The task: Change each "Locate" in the data below to "Find", then write all the lines out again with nothing else altered.

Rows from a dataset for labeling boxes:
══════

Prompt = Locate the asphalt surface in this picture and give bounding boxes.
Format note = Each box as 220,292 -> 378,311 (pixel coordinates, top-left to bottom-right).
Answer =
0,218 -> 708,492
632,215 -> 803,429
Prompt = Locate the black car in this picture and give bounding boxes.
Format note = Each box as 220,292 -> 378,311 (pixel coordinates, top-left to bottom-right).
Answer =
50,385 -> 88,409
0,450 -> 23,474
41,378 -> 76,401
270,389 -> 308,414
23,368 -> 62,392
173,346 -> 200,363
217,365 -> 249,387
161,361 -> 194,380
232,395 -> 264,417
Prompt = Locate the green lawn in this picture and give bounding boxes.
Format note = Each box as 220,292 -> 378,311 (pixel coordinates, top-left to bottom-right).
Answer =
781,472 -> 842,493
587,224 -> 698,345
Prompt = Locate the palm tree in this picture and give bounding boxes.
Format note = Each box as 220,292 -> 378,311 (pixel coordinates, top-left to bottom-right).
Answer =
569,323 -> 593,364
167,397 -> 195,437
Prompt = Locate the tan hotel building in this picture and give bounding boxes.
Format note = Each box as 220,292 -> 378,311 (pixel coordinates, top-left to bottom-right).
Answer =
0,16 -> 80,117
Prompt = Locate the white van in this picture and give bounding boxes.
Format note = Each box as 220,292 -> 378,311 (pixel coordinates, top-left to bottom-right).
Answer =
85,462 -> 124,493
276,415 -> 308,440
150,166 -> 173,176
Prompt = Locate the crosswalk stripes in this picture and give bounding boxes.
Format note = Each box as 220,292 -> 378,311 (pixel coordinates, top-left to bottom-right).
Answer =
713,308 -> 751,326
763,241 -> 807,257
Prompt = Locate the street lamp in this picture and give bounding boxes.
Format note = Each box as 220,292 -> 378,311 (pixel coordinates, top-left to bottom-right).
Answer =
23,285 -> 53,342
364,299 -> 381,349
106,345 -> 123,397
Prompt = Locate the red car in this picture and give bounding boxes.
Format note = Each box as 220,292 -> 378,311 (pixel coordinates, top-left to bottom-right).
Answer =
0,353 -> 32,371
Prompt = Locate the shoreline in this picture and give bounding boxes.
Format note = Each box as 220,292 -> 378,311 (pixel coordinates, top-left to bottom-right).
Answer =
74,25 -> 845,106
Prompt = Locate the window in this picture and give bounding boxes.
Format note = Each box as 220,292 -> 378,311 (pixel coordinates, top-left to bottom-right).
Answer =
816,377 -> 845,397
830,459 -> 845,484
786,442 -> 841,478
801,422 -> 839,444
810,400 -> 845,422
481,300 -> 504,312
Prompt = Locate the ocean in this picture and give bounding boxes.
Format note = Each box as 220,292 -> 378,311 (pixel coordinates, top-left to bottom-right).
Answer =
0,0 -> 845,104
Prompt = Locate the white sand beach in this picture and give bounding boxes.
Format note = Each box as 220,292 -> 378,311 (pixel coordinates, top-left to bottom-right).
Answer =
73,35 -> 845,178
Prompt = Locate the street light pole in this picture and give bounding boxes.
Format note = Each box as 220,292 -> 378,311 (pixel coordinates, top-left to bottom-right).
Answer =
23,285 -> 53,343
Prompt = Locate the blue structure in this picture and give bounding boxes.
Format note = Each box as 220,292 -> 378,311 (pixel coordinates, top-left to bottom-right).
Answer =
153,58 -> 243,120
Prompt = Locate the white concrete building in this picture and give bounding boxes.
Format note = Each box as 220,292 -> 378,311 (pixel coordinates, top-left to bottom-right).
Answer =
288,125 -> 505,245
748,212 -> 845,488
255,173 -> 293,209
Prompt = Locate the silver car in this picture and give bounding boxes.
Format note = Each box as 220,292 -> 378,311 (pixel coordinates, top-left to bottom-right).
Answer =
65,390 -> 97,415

══════

Solution below:
Prompt = Find the asphalt surface in this picture and give bounding boxes.
Format note = Each box as 220,292 -> 378,311 (pixel coordinates, top-left to bottom-right).
Answer =
0,218 -> 708,492
632,215 -> 803,429
Prompt = Find the black car in this picture and give bounding boxes.
Format note = Each box as 220,292 -> 378,311 (pixel coordinates, top-left to bottom-right).
Answer =
50,385 -> 88,409
0,450 -> 23,474
41,378 -> 76,401
270,389 -> 308,414
23,368 -> 62,392
173,346 -> 200,363
217,365 -> 249,387
161,361 -> 194,380
232,395 -> 264,417
Prompt = Find the green lawn in this picture and give bounding boxes.
Format note = Each box as 220,292 -> 378,311 (pixel coordinates, top-left to bottom-right).
Answer =
781,472 -> 842,493
587,224 -> 698,345
Prompt = Find the palm tree in this picture and give bounding boxes.
Format note = Each box as 220,292 -> 378,311 (pixel coordinates, top-left to bottom-right).
Answer =
569,323 -> 593,364
167,397 -> 195,437
Prompt = Find the tan hotel building in this picture and give bounding boxes.
Format note = Each box as 220,292 -> 378,311 (pixel coordinates, top-left to bottom-right).
Answer =
0,16 -> 80,117
Prompt = Find the white van in this picture and give bounding boxes.
Format note = Each box as 220,292 -> 378,311 (pixel coordinates, top-left to bottom-right).
Answer =
85,462 -> 124,493
276,415 -> 308,440
150,166 -> 173,176
Prompt = Find the crosswalk stripes in this picture and give bounding boxes.
Format note = Each box as 220,292 -> 378,311 (pixel coordinates, top-left to bottom-right).
Answer =
713,308 -> 751,326
763,241 -> 807,257
Prompt = Find the street lamp in this picture and give bounding boxes.
Format note = Each box as 220,292 -> 378,311 (pixel coordinates, top-left to bottom-right).
Answer =
23,285 -> 53,342
364,299 -> 381,349
106,345 -> 123,397
Prompt = Find the red car in this picture and give bounding boxes.
Format note = Each box as 220,292 -> 378,311 (pixel coordinates, top-left to bottom-right).
Answer =
0,353 -> 32,371
Prompt = Find the shoreline in this picture and give bounding boxes.
Format note = Each box as 220,292 -> 378,311 (pixel coordinates, top-left to bottom-right).
Answer =
74,25 -> 845,106
Prompt = Find the window in this picture and give bounding boxes.
Format note = Each box as 220,292 -> 378,311 (pixel coordinates, top-left to bottom-right).
Answer =
816,377 -> 845,397
830,459 -> 845,484
786,442 -> 841,478
801,422 -> 839,444
810,400 -> 845,422
481,300 -> 504,312
Prompt = Find the ocean in this picture and give bounding boxes.
Format note = Each box as 220,292 -> 378,311 (pixel coordinates, top-left to bottom-right).
Answer =
0,0 -> 845,104
Prompt = Find the white sand beach in this picture and give bounding boxes.
Format note = Each box as 220,292 -> 378,311 (pixel coordinates, top-left to bottom-right).
Answer =
73,35 -> 845,178
Prompt = Find the street light pole in this picture and give bounding boxes.
Format note = Each box as 220,292 -> 378,311 (pixel coordinates, top-left to bottom-right).
Answer =
23,285 -> 53,343
Prompt = Find the blue structure in this picture and give bounding boxes.
Format note = Each box as 220,292 -> 378,311 (pixel coordinates, top-left to bottom-right).
Answer =
153,58 -> 243,120
Prompt = Find the white concrete building in this picture and give bounding boxes.
Format note = Each box as 220,292 -> 378,311 (pixel coordinates, top-left to bottom-right).
Answer =
288,125 -> 505,245
748,212 -> 845,488
255,173 -> 293,209
Prompt = Find the silver car in this picture and give bounding boxes.
Format note = Each box as 220,292 -> 378,311 (pixel coordinates, top-left to bottom-right).
Answer =
65,390 -> 97,415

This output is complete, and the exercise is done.